**TRY IT**
Retype the records below from their first line through the line containing "Phrase: giant sequoia tree", and include nothing else.

**DATA SUPPLIED**
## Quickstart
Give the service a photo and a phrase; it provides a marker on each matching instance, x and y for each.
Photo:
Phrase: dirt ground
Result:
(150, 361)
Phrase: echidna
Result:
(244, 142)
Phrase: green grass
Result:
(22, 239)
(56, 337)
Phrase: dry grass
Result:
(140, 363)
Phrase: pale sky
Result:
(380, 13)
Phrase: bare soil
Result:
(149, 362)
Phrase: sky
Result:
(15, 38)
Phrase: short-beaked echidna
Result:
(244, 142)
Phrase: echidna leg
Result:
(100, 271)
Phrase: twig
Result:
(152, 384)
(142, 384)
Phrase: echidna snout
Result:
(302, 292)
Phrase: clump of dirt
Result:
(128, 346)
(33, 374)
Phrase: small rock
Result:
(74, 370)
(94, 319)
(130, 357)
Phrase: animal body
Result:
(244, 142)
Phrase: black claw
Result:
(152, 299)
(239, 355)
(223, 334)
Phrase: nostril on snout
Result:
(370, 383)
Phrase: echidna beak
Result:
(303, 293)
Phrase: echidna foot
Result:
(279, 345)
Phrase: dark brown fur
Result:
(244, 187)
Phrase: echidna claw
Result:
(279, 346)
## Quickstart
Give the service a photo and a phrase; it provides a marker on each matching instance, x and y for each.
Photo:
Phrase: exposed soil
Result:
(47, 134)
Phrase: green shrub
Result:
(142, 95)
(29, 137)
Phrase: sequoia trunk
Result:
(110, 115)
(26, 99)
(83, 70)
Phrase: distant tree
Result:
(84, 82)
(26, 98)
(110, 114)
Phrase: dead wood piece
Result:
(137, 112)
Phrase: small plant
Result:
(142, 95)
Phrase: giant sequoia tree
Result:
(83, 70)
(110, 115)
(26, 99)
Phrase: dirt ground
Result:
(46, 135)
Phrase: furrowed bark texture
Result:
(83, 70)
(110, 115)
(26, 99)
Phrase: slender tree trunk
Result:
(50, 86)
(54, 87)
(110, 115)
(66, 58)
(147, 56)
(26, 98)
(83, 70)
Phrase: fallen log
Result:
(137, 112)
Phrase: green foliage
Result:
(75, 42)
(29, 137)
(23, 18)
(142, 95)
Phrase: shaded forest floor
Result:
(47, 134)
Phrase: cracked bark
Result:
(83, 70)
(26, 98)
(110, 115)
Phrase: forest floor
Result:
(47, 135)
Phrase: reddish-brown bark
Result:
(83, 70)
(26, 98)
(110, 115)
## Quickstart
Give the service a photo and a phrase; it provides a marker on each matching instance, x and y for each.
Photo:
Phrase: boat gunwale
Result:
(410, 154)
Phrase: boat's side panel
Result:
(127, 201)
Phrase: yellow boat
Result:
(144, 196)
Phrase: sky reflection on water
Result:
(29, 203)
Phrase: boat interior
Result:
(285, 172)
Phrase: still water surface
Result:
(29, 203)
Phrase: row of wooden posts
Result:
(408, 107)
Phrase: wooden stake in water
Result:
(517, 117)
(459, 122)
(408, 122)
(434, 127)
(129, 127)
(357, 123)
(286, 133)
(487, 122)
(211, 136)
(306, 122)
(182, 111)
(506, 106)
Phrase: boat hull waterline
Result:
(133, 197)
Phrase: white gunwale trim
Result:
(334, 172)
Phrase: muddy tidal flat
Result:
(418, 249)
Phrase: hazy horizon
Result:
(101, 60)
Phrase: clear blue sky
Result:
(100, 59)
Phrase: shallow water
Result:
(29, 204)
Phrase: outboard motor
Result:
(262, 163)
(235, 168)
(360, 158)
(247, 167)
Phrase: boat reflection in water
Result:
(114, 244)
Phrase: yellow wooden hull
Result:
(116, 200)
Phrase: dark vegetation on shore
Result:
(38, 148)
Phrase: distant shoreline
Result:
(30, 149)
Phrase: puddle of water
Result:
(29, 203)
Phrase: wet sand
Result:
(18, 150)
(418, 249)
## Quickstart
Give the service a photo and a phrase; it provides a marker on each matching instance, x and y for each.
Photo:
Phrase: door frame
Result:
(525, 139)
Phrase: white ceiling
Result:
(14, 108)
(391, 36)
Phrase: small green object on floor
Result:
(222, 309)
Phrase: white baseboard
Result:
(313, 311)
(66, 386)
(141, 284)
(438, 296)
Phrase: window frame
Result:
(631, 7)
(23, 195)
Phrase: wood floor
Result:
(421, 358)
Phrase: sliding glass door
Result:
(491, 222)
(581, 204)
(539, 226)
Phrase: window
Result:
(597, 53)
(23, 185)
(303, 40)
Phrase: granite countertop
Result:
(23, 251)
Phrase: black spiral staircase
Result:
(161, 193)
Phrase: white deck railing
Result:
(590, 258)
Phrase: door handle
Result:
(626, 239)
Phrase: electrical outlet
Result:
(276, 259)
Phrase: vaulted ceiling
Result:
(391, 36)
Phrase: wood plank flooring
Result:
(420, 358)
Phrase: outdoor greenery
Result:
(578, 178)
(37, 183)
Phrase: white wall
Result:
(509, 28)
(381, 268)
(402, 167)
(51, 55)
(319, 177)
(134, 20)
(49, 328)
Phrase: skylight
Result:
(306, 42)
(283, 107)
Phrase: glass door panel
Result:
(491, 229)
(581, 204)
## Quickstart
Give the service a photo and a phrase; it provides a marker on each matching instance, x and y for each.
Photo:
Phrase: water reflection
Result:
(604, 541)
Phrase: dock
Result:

**WRITTEN SOLUTION**
## Quickstart
Give the service a photo and a phrase; it provides a marker on each matching instance, x and y for each.
Photo:
Phrase: dirt ground
Result:
(150, 361)
Phrase: echidna
Result:
(244, 142)
Phrase: green grass
Result:
(22, 239)
(56, 337)
Phrase: dry grass
Result:
(140, 363)
Phrase: pale sky
Result:
(380, 13)
Phrase: bare soil
Result:
(149, 362)
Phrase: sky
Result:
(15, 38)
Phrase: short-beaked echidna
Result:
(244, 142)
Phrase: echidna leg
Result:
(100, 271)
Phrase: twig
Result:
(152, 384)
(142, 384)
Phrase: echidna snout
Result:
(302, 292)
Phrase: clump of dirt
Result:
(128, 346)
(33, 374)
Phrase: small rock
Result:
(74, 370)
(94, 319)
(130, 357)
Phrase: animal body
Result:
(244, 142)
Phrase: black claw
Result:
(152, 299)
(239, 355)
(223, 334)
Phrase: nostril on snout
Result:
(370, 383)
Phrase: echidna beak
Result:
(303, 293)
Phrase: echidna foot
Result:
(279, 345)
Phrase: dark brown fur
Result:
(244, 187)
Phrase: echidna claw
Result:
(279, 346)
## Quickstart
Give the service a photo and a phrase; it provides a marker on each matching instance, x and y for each.
Photo:
Phrase: exposed soil
Result:
(47, 134)
Phrase: green shrub
Result:
(142, 95)
(29, 137)
Phrase: sequoia trunk
Result:
(110, 115)
(26, 99)
(83, 70)
Phrase: distant tree
Result:
(84, 82)
(26, 98)
(110, 114)
Phrase: dead wood piece
Result:
(137, 112)
Phrase: small plant
Result:
(142, 95)
Phrase: giant sequoia tree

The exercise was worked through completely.